» Document passage
BEGIN

Alex Karp said the quiet part with the volume of a man who has never been on the wrong side of a disruption. Speaking about what AI will do to the pharmaceutical industry, he reached for the language of ordnance — it would land, he said, like a fucking nuclear weapon. The glee was unmistakable. The spectator's delight at a detonation that will not touch his own body. I watched this from the fire escape on the Fourth of July, fireworks still drifting south over the harbor, and I thought: this is how empire has always narrated itself.

Not as a choice someone engineered. As weather. As inevitable physics. As a bomb that lands without anyone having lit the fuse.

But let me be more careful than Karp was, because the argument beneath his showmanship deserves better than the costume he put it in. What he is describing is real, and it is not trivial. The pharmaceutical industry built its competitive moats out of information scarcity — proprietary compound libraries, paywalled clinical data, decades of molecular labor locked inside institutional vaults that charge admission by the patent year. Now a machine arrives that can process, correlate, and synthesize that information at a speed no human team can match. If you are Palantir — if your business is making infrastructure legible to itself — then what you see is genuine: a structural transformation in how drugs get discovered, tested, brought to market.

Karp's deeper point, stripped of its ordnance metaphor, is that incumbency in pharma rests on accumulated data advantage, and AI collapses that advantage by making the data operationally accessible to anyone with compute. The old moats drain. The knowledge democratizes. This is not fantasy. It is a plausible, even generous, reading of where the technology points.

END

» Data provided
BEGIN

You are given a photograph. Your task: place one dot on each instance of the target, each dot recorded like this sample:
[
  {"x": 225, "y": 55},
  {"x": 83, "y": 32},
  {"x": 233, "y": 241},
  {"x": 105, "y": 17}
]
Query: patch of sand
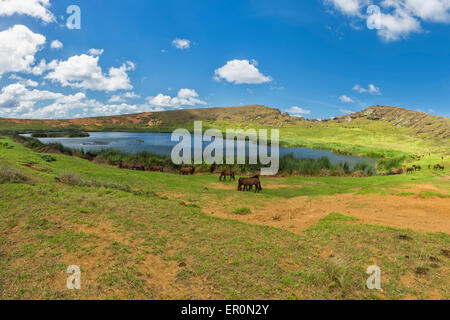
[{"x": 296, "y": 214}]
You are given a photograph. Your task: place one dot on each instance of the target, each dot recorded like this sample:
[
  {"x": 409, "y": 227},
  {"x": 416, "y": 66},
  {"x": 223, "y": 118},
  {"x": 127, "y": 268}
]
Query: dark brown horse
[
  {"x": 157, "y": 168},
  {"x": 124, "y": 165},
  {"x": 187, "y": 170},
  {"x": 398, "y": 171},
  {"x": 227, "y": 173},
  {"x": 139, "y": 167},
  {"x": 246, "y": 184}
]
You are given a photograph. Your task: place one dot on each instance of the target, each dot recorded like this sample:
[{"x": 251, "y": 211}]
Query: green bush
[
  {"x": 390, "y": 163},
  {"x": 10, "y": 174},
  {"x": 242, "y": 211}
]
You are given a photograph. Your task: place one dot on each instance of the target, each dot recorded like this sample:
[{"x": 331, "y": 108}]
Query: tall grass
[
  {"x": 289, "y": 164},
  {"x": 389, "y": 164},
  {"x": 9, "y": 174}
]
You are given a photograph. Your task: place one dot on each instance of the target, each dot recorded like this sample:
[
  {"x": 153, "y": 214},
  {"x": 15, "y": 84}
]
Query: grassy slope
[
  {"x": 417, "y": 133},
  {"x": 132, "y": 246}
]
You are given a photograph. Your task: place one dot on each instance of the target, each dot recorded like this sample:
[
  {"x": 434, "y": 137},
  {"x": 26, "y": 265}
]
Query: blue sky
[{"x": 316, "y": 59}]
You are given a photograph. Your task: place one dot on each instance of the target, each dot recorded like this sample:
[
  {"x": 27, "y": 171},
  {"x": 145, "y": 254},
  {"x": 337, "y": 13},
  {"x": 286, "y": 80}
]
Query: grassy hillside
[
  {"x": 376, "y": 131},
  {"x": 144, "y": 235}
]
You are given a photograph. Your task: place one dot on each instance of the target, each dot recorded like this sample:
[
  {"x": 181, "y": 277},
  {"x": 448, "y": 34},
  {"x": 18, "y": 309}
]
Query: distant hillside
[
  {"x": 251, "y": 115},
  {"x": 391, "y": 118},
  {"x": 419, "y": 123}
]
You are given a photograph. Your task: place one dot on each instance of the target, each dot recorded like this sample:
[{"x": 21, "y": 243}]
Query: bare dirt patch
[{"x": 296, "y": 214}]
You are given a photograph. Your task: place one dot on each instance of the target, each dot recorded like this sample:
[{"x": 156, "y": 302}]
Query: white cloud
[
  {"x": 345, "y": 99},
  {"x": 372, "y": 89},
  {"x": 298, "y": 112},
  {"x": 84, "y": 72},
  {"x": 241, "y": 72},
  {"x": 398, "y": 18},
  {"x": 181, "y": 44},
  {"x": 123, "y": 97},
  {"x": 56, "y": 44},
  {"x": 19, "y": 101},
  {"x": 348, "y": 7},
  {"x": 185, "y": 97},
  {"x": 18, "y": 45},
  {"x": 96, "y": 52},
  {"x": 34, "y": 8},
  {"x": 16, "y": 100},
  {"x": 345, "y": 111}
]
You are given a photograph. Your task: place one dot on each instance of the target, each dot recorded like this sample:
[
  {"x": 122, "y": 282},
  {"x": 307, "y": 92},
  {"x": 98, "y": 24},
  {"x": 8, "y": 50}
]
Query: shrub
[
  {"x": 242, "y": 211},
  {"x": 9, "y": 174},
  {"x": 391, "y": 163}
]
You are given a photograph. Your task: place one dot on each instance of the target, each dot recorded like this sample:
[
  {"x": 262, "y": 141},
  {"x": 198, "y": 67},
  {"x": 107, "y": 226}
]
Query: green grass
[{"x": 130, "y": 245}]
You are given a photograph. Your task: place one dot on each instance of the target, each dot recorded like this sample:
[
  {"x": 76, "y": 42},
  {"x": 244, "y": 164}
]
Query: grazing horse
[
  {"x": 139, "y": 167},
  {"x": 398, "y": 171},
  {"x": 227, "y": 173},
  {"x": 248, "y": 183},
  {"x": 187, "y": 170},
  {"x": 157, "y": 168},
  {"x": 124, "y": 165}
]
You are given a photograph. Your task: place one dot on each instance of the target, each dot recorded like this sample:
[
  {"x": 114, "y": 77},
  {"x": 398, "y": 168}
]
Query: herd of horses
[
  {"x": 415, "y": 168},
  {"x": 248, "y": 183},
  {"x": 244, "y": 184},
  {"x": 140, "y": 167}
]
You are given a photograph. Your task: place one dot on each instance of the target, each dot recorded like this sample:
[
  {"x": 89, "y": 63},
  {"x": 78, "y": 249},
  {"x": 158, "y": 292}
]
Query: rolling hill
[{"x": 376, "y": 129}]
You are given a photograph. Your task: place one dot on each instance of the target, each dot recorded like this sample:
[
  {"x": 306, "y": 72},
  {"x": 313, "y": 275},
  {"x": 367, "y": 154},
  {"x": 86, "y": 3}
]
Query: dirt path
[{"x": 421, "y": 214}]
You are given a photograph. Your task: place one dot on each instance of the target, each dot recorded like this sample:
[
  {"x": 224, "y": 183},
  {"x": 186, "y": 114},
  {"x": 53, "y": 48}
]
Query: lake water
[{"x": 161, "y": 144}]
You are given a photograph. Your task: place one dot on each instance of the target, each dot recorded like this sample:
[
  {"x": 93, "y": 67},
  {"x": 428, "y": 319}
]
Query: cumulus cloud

END
BEGIN

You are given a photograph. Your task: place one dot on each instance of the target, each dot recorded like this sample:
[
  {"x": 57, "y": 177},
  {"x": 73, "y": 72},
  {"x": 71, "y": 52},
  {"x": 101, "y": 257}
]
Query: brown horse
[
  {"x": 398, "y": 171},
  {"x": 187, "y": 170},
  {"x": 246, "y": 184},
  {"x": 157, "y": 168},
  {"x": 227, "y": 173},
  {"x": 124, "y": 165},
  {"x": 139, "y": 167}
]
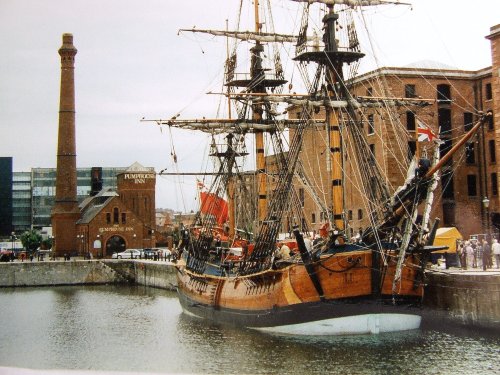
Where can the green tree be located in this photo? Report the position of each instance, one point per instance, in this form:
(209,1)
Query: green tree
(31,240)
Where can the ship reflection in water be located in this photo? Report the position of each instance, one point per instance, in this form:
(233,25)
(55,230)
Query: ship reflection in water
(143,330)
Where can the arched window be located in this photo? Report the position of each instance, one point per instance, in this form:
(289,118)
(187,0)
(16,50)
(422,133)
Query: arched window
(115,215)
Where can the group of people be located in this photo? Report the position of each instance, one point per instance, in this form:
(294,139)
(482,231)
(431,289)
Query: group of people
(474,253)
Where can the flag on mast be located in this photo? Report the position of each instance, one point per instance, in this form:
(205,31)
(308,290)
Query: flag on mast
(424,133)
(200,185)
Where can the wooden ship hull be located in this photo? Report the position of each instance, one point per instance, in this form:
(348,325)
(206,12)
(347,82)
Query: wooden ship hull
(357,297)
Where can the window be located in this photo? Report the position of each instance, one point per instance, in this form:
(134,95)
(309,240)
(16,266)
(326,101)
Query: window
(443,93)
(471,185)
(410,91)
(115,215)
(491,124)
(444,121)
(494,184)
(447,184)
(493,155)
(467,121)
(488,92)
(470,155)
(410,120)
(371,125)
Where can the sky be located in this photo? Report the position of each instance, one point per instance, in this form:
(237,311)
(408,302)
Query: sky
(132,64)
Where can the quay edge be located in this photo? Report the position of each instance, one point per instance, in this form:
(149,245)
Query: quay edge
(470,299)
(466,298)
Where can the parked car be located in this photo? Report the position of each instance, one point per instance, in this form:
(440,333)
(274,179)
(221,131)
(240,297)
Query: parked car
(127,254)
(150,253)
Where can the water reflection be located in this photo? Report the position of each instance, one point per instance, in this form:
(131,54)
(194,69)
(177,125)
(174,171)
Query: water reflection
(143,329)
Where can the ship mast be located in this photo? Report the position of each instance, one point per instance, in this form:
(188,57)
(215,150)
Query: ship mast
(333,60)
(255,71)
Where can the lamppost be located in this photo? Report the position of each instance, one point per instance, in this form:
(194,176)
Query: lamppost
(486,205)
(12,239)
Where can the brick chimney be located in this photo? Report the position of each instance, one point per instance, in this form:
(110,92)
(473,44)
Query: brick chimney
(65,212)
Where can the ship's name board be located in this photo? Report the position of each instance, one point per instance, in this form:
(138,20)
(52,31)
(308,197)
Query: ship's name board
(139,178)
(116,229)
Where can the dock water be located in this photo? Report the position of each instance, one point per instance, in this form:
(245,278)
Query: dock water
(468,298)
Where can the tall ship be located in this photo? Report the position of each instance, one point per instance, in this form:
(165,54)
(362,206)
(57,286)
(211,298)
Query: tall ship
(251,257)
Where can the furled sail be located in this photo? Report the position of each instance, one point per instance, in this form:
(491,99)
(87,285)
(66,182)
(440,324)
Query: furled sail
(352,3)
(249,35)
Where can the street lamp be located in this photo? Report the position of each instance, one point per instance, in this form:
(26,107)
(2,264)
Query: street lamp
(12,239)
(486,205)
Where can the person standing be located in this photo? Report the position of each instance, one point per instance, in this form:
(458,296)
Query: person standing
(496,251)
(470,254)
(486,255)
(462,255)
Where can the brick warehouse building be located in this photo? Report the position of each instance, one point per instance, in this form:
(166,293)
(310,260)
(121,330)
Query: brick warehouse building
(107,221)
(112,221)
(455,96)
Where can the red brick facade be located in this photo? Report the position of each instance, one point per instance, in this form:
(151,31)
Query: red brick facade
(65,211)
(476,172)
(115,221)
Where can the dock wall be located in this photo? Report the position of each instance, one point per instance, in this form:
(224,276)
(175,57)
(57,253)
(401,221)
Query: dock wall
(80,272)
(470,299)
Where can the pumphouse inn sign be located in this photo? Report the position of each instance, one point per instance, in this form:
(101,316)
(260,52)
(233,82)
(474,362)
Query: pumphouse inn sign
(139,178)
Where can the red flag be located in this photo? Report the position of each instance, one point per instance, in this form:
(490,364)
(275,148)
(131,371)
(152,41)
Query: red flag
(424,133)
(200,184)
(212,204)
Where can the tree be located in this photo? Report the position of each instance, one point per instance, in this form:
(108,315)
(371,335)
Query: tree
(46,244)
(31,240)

END

» Tasks to complete
a – Retype the passage on Alex Karp between "Alex Karp said" and "always narrated itself.", inclusive, keeping every word and mark the same.
b – Decide whether each of these statements agrees with the passage on Alex Karp, giving yes or no and quoting the words that settle it: (i) the writer watched Karp's remarks from a fire escape on the Fourth of July; (ii) the pharmaceutical industry built its competitive moats out of information abundance; (iii) the writer calls Karp's deeper point a fantasy.

» Solutions to the exercise
a –
Alex Karp said the quiet part with the volume of a man who has never been on the wrong side of a disruption. Speaking about what AI will do to the pharmaceutical industry, he reached for the language of ordnance — it would land, he said, like a fucking nuclear weapon. The glee was unmistakable. The spectator's delight at a detonation that will not touch his own body. I watched this from the fire escape on the Fourth of July, fireworks still drifting south over the harbor, and I thought: this is how empire has always narrated itself.

b –
(i) Yes: "I watched this from the fire escape on the Fourth of July"
(ii) No: "The pharmaceutical industry built its competitive moats out of information scarcity"
(iii) No: "This is not fantasy."